<<<<

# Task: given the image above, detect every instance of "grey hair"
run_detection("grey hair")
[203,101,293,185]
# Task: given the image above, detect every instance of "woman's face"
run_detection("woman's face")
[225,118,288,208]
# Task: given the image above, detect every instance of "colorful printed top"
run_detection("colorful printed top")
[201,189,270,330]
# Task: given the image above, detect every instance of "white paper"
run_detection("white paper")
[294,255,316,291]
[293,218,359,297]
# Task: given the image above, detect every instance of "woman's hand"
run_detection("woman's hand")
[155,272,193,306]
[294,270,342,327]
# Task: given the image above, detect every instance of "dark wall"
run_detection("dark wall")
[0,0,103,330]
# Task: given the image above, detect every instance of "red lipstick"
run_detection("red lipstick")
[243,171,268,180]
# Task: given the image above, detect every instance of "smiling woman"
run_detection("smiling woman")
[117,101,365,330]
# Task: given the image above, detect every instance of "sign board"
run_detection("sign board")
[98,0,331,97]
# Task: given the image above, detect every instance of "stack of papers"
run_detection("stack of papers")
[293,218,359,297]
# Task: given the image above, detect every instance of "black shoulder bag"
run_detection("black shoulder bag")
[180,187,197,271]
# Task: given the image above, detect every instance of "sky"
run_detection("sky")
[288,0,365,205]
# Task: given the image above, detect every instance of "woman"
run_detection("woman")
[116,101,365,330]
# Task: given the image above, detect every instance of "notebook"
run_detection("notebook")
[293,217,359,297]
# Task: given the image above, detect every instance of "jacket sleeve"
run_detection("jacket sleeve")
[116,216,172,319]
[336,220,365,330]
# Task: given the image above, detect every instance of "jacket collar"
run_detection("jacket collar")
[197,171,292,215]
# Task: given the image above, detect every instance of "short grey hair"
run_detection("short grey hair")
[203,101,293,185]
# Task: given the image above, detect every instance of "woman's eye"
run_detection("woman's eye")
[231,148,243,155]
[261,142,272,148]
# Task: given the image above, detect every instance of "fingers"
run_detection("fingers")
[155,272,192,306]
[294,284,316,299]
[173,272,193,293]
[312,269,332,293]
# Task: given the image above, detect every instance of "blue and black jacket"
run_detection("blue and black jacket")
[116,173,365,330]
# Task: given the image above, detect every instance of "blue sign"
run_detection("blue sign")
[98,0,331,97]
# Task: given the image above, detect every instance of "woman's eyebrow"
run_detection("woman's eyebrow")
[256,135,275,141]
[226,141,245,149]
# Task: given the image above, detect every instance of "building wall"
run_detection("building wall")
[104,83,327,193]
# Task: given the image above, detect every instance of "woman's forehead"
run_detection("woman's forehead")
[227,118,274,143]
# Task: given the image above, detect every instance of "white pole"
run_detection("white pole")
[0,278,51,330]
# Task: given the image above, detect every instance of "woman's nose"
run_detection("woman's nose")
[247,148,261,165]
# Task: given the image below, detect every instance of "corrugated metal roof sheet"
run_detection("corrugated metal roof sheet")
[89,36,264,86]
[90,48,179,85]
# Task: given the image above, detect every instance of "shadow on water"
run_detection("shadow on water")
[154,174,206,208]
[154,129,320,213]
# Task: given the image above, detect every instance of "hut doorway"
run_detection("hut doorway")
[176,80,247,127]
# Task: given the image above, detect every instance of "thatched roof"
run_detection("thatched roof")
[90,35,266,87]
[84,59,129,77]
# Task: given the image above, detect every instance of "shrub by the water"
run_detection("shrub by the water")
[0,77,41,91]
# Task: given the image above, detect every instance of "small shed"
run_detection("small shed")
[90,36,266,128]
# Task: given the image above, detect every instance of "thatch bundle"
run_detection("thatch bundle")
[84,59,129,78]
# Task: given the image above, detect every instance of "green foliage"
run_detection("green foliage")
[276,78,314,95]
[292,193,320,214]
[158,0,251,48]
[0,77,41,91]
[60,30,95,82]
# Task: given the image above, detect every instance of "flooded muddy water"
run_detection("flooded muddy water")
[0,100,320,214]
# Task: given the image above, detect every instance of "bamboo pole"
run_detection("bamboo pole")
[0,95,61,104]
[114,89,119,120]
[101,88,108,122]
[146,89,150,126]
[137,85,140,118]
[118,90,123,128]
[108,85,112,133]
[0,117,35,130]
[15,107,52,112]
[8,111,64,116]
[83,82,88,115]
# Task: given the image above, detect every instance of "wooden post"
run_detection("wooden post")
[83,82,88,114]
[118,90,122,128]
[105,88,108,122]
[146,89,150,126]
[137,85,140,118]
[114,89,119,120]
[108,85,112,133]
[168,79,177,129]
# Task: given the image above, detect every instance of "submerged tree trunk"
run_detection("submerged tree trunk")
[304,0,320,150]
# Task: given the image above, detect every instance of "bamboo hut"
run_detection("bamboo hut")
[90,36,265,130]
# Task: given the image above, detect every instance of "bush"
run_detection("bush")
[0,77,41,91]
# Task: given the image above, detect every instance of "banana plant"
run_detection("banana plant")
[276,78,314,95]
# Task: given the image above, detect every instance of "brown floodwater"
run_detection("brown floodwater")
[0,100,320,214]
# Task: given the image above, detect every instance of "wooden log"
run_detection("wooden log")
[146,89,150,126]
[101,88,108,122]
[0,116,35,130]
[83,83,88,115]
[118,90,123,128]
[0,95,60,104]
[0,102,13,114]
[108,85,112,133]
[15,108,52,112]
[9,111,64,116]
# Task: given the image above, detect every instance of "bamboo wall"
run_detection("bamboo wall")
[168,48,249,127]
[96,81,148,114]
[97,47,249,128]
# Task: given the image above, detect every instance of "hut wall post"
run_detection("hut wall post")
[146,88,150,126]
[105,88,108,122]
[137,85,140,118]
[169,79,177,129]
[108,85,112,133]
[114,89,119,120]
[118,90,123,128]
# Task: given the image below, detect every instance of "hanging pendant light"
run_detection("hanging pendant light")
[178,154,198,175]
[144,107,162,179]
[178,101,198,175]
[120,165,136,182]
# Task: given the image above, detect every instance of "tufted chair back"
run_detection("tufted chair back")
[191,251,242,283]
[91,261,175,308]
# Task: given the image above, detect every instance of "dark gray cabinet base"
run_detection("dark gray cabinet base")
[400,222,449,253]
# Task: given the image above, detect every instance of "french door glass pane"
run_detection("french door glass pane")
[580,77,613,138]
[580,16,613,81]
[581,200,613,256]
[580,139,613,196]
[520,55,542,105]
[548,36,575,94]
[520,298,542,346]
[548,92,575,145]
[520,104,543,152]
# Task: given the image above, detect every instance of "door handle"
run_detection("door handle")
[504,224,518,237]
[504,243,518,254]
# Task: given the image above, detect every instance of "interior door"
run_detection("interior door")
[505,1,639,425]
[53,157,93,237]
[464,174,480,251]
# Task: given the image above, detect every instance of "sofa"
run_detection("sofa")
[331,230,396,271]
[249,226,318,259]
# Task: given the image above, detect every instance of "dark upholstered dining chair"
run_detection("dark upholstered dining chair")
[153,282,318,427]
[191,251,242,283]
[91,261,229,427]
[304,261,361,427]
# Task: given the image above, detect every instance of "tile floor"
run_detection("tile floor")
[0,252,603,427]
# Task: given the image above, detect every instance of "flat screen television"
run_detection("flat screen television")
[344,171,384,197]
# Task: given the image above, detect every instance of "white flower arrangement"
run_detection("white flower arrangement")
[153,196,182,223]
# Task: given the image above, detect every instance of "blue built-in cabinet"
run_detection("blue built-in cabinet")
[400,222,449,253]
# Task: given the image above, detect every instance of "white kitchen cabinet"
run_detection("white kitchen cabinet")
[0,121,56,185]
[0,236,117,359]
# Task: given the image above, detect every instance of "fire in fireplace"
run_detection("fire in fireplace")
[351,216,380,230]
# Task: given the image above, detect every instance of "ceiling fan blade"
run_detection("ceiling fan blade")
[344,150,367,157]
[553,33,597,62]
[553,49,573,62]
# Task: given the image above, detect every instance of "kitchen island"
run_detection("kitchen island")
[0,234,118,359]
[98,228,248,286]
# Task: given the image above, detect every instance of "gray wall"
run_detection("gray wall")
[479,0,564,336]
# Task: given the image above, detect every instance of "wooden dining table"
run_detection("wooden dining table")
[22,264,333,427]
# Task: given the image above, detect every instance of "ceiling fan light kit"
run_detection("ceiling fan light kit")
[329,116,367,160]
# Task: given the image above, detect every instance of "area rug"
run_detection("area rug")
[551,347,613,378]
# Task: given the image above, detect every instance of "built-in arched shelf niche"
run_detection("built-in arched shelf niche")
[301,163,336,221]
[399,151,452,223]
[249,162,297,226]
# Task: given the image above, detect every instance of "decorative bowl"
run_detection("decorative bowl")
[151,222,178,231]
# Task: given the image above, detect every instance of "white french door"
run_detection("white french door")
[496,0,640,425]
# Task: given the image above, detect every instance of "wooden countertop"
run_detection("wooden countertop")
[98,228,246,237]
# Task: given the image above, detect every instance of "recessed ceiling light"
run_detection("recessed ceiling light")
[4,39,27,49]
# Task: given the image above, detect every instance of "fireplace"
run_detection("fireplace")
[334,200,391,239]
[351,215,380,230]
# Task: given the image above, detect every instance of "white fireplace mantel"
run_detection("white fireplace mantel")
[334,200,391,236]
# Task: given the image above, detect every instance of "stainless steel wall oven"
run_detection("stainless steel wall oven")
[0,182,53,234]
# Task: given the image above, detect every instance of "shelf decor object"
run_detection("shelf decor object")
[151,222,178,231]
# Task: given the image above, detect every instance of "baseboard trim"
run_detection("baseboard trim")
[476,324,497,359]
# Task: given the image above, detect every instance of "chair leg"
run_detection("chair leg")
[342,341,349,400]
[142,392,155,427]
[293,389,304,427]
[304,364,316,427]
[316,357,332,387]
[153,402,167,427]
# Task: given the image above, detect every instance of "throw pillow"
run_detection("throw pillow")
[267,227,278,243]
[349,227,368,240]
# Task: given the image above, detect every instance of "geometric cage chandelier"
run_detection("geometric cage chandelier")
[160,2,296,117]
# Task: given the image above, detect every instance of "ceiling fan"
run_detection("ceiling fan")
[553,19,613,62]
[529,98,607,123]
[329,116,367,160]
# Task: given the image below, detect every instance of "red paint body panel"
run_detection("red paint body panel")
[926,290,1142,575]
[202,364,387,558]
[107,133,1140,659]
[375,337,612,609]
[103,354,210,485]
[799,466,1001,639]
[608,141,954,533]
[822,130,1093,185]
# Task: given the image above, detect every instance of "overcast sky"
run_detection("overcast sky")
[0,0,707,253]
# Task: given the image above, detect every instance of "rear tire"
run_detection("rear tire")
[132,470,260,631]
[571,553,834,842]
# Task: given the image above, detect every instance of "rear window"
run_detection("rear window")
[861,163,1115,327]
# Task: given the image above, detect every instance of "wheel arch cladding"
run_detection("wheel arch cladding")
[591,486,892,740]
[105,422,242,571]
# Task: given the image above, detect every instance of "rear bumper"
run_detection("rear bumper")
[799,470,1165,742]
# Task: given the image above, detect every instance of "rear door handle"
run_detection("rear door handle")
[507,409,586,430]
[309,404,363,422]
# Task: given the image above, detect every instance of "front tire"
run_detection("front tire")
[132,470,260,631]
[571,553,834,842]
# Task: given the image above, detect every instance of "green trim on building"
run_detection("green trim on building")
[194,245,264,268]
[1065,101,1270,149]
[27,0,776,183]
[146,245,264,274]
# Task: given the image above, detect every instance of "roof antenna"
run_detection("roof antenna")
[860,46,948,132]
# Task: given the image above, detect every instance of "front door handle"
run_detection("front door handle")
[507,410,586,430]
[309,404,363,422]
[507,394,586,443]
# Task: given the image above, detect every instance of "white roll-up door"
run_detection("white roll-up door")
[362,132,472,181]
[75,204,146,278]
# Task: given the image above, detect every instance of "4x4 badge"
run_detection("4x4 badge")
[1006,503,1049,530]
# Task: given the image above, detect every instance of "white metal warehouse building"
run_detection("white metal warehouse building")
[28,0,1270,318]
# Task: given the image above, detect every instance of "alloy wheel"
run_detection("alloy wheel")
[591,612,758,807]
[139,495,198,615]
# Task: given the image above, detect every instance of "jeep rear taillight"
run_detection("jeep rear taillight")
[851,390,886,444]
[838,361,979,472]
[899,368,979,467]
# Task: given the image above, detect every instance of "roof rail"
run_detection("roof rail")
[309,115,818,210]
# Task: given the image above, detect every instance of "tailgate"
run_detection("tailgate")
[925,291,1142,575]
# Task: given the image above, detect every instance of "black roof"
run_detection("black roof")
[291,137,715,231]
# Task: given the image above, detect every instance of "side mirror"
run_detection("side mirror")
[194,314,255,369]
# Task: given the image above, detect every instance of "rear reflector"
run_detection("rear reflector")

>>>>

EXERCISE INSTRUCTIONS: Reproduce the lines above verbatim, from the first line through the line that contains "[117,101,365,330]", including both ends.

THE RESULT:
# Task: given the image above, detect every instance of "grey hair"
run_detection("grey hair")
[203,101,293,185]
# Task: given the image above, detect every instance of "woman's face"
run_detection("woman's face")
[225,118,288,208]
# Task: given the image above, detect every instance of "colorful printed top"
run_detection("colorful printed top")
[201,189,270,330]
# Task: given the image above, detect every instance of "white paper"
run_detection("white paper")
[294,255,316,291]
[293,218,359,297]
# Task: given the image above, detect every instance of "woman's hand"
run_detection("woman's hand")
[155,272,193,306]
[294,270,342,327]
# Task: given the image above, detect every instance of "dark wall"
run_detection("dark wall")
[0,0,103,330]
# Task: given the image above, detect every instance of "red lipstick"
run_detection("red lipstick")
[243,171,268,180]
# Task: given the image above, detect every instance of "smiling woman"
run_detection("smiling woman")
[117,101,365,330]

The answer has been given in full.